(Location identification entries)
* START *

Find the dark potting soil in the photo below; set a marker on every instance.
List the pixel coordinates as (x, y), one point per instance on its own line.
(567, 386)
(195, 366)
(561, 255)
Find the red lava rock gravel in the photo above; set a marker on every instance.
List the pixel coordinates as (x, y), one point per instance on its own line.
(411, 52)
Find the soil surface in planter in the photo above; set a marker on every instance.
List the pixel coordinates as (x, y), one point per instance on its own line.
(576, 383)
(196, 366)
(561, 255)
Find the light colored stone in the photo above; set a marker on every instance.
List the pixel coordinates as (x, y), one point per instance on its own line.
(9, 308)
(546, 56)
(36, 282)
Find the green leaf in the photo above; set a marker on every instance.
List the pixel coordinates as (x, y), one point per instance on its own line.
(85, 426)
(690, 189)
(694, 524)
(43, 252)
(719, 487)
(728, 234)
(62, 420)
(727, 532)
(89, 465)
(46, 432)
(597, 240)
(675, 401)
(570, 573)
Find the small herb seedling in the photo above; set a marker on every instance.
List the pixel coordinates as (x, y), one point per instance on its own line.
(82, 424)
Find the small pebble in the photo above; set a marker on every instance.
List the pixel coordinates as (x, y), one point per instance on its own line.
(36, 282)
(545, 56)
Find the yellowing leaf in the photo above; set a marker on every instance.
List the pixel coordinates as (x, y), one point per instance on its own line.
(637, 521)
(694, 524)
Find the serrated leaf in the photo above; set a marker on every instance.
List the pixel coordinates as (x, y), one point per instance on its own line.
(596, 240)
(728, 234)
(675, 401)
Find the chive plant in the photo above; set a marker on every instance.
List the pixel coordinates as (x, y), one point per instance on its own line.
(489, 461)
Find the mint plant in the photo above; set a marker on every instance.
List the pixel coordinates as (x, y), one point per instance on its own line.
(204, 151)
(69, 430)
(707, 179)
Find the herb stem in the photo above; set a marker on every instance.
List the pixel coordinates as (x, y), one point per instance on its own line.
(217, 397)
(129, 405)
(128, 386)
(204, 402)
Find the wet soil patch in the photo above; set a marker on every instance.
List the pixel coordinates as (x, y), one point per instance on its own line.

* END *

> **AIM**
Transcribe the whole listing above line for line, with no changes.

> **REPLY TO THE EXERCISE**
Find the dark potting soil in the photo below; set a marker on every instance.
List the pixel coordinates as (x, y), one point per instance on its own line.
(567, 386)
(195, 366)
(561, 255)
Find the red lava rock gravel in the photo above; set a marker on every instance.
List the pixel coordinates as (x, y), one point per instance on its own line.
(411, 52)
Find the soil surface in planter in the photo above; set a marker on every instance.
List the pixel coordinates as (x, y), one point per instance on its own line.
(576, 383)
(196, 366)
(561, 255)
Find the light colored stone in the photo above; set a marker on every instance.
List the pixel coordinates as (x, y), one point per instance on its own line.
(9, 308)
(546, 56)
(36, 282)
Find the green leaf in the photo above; set a marker on every instance.
List the pixel coordinates as (x, y), one point per instance on its own line.
(85, 426)
(690, 189)
(694, 524)
(43, 252)
(719, 487)
(728, 234)
(62, 420)
(727, 532)
(89, 465)
(46, 432)
(597, 240)
(675, 401)
(570, 573)
Find the small herb seedling in the photo above; set a marker on every instance.
List the pixel coordinates as (x, y), one point per instance on its own line.
(82, 424)
Find the small pebble in the photo above; set a marker on every instance.
List the pixel coordinates as (x, y), one point per instance on its own line.
(36, 282)
(545, 56)
Find the yellowing leaf in the photo above; set a marker on every instance.
List the pixel coordinates as (x, y), one point per instance on its own line.
(637, 521)
(694, 524)
Find the serrated leaf in the photo above; set a marker on every instance.
List the pixel coordinates as (x, y), one point per instance on its own line.
(596, 240)
(728, 234)
(675, 401)
Find the chive plant in the photo above; set a marker on every instance.
List the pixel coordinates as (x, y), one point per instance on its own line.
(489, 461)
Find the mint plant in the photo above; set a marker on every instance.
List the pixel coordinates as (x, y), one point per instance on its own line.
(204, 151)
(69, 430)
(707, 179)
Find the herb stem in the photo above; set a marker on every instance.
List the pixel coordinates as (x, y), one point per instance on its own line.
(217, 397)
(129, 405)
(128, 386)
(204, 402)
Find the wet soil patch in the photo above; set a marker on every instance.
List the pixel coordinates as (x, y), one point per instance on its own line.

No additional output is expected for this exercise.